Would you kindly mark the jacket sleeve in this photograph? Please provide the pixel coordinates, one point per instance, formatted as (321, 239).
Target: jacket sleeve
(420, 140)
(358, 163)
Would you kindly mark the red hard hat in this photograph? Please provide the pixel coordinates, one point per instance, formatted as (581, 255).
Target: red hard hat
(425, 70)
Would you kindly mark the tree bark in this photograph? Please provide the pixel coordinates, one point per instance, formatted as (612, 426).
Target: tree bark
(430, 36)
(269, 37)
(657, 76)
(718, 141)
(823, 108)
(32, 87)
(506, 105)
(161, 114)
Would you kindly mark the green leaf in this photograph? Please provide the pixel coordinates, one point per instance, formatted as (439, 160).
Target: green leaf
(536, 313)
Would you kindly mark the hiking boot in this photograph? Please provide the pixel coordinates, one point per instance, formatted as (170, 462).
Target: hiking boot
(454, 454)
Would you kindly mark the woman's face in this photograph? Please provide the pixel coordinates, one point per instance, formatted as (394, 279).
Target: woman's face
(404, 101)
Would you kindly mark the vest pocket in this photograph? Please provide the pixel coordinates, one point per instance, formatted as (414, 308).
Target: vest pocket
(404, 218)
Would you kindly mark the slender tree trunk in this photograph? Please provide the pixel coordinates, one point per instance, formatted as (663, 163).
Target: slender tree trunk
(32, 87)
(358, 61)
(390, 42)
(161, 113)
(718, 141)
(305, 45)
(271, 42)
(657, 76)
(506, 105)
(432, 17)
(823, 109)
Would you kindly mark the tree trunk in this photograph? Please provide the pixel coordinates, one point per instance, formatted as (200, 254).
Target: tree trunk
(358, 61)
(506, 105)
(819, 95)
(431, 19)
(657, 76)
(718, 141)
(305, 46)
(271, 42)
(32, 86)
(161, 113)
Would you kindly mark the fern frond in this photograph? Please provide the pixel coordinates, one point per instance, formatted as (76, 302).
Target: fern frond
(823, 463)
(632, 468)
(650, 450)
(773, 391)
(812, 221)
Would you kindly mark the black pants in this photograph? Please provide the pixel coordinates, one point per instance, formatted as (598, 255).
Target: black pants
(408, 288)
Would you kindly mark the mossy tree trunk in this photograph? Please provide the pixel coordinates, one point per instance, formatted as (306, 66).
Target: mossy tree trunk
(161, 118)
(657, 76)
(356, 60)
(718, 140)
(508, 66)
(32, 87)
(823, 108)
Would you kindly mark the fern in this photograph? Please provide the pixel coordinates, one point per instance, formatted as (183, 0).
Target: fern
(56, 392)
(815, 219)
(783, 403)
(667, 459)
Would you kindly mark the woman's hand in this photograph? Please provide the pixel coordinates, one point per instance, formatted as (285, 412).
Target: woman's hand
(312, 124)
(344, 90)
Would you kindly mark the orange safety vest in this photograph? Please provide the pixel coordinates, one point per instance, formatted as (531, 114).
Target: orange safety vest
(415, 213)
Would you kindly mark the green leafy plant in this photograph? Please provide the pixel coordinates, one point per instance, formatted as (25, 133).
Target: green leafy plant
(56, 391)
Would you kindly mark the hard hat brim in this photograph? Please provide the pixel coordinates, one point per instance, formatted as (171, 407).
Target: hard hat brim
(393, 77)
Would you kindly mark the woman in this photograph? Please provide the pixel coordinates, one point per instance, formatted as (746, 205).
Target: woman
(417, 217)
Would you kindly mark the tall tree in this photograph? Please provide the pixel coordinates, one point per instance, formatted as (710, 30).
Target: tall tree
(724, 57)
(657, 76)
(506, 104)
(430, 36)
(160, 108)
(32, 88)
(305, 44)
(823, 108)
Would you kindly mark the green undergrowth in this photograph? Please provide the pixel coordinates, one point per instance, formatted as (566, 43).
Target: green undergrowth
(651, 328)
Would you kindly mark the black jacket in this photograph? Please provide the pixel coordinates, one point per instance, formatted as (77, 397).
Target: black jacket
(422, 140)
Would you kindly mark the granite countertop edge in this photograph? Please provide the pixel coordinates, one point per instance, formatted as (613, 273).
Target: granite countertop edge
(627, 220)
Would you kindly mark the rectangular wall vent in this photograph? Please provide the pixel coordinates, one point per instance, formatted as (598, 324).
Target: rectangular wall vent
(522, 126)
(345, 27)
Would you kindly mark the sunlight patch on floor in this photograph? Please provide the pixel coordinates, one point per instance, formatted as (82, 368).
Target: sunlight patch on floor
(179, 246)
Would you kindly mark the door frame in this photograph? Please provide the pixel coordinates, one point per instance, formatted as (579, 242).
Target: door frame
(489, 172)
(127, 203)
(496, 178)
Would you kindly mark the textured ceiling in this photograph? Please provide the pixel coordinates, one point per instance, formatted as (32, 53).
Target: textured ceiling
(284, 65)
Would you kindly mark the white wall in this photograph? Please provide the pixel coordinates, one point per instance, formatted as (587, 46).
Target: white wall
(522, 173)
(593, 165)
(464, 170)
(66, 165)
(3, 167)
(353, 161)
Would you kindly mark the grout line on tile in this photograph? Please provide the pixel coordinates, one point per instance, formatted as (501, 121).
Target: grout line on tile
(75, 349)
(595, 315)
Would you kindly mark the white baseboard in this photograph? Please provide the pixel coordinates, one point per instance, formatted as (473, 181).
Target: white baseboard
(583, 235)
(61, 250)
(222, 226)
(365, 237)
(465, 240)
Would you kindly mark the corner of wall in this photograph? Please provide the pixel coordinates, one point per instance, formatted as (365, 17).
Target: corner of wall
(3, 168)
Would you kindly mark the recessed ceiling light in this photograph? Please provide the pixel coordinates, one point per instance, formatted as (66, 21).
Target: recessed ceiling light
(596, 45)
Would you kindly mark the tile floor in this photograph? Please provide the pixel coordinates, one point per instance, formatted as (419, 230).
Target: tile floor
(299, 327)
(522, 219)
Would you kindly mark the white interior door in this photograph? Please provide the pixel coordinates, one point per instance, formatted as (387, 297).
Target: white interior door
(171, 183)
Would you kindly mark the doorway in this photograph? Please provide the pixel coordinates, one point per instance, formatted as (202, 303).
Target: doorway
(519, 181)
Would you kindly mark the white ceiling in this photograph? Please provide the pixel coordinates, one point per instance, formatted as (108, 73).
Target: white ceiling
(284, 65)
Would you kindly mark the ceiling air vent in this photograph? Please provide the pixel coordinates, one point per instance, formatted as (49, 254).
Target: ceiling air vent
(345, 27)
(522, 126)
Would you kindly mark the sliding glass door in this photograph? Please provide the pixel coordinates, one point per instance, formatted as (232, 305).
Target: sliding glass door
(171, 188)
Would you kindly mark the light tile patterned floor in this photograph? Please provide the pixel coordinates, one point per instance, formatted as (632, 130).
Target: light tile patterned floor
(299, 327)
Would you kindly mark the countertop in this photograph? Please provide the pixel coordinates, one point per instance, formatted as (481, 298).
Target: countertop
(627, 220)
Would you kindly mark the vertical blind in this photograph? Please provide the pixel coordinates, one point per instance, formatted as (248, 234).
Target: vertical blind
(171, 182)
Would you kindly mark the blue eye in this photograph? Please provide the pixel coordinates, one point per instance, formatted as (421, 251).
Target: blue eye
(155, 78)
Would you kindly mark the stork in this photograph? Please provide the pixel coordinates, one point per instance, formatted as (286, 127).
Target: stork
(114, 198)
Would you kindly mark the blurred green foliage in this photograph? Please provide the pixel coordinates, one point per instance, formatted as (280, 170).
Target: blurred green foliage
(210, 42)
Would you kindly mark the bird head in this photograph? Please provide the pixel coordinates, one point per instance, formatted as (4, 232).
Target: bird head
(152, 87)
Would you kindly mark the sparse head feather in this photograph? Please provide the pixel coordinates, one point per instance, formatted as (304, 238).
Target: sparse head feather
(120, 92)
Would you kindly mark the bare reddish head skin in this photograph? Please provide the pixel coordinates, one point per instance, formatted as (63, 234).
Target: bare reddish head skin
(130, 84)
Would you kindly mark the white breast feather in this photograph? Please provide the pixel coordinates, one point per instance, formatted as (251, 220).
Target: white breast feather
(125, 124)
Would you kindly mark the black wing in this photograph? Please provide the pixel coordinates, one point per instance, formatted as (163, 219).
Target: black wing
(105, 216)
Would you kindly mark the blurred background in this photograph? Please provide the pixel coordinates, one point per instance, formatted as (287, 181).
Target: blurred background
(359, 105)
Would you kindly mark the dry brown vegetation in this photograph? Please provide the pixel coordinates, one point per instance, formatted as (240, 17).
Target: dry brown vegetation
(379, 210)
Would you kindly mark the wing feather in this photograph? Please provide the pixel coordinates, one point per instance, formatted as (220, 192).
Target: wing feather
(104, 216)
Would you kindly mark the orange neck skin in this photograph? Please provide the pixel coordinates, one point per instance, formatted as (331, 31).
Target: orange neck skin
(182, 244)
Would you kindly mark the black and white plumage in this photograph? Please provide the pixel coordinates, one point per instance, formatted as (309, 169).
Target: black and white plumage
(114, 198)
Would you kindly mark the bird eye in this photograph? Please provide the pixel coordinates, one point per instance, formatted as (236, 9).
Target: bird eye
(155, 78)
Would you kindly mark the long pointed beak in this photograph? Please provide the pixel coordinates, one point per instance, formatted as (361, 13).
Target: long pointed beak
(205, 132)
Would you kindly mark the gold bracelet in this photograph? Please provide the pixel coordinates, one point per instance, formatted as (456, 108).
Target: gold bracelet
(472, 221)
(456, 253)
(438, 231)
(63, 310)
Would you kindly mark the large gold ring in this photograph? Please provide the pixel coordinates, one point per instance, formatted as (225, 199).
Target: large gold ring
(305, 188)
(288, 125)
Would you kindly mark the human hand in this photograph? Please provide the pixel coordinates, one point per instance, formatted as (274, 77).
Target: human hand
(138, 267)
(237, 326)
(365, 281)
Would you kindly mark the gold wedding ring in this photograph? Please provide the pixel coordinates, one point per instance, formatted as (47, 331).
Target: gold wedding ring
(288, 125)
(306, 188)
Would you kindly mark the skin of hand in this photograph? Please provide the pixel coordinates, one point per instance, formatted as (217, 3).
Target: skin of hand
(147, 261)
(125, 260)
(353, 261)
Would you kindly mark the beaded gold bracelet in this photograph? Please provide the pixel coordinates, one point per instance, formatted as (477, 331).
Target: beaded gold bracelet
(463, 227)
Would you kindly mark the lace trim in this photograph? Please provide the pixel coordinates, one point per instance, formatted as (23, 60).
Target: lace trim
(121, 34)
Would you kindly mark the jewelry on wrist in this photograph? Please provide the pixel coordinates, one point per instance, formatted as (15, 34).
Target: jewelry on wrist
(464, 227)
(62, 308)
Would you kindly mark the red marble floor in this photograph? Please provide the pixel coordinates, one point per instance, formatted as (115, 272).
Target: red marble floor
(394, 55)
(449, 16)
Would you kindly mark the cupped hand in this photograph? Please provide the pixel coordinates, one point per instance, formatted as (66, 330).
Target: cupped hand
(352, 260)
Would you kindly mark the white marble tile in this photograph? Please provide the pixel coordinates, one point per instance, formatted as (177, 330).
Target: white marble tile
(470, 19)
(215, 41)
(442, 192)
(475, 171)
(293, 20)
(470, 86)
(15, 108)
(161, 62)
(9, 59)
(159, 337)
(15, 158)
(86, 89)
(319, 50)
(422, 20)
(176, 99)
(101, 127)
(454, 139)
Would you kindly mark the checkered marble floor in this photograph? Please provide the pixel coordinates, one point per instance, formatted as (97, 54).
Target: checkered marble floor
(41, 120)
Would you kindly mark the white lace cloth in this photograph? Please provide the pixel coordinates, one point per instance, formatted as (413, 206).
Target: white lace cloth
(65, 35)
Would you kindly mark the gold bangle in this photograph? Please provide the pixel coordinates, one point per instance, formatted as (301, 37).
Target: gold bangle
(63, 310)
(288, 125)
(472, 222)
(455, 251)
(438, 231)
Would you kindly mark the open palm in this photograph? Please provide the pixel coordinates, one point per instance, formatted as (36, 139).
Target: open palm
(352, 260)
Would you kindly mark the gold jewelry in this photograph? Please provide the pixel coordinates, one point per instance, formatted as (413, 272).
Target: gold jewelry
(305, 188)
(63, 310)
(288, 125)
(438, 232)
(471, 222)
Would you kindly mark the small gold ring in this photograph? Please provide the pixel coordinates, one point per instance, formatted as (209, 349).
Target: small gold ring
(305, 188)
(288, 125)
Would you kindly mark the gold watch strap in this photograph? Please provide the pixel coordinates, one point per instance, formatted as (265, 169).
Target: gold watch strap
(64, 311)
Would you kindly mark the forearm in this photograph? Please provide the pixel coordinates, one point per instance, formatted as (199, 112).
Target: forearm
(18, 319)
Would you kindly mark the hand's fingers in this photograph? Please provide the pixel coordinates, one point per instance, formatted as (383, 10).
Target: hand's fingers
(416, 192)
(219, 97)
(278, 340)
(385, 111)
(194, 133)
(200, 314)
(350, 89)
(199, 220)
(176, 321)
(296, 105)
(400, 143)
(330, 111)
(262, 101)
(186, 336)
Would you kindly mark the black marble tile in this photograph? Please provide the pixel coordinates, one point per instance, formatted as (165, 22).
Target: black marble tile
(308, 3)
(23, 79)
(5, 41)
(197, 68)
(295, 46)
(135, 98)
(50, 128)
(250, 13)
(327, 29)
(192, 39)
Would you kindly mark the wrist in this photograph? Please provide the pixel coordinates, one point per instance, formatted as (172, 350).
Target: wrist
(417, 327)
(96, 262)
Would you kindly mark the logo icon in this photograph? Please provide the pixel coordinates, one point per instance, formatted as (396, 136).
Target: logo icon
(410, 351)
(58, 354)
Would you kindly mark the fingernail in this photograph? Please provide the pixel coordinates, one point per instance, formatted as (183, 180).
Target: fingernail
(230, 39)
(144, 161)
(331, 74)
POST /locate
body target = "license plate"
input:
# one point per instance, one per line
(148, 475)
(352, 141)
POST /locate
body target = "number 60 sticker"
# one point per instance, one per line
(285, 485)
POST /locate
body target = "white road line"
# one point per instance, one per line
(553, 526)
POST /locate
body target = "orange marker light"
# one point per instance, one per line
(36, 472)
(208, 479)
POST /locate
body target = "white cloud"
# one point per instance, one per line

___

_What you are asked to do_. All that should be written out is the stretch of lines above between the one holding "Target: rectangular wall vent" and the one holding "Would you kindly mark the grout", inclusive, exactly as given.

_Answer to this problem_.
Target: rectangular wall vent
(522, 126)
(345, 27)
Would you kindly mark the sunlight patch on floor in this photograph? Please provide the pixel coordinates, one point per instance, formatted as (82, 368).
Target: sunlight patch on floor
(179, 246)
Would you kindly mark the door frame in this photograph? Please provide the pixel coordinates, one point per instance, formatted as (579, 242).
Target: door frame
(489, 172)
(127, 203)
(496, 178)
Would you kindly mark the textured ceiling in this photograph? Please provide the pixel coordinates, one point per instance, formatted as (32, 53).
Target: textured ceiling
(284, 65)
Would you kindly mark the white wall in this photograph? Please provide the pixel coordinates, one point per instance, formatted as (587, 46).
Target: white wall
(522, 173)
(593, 165)
(464, 170)
(66, 165)
(3, 167)
(353, 161)
Would you kindly mark the grout line on tile in this photograph? Please provide the pixel coordinates, one point per instance, formatted as (501, 121).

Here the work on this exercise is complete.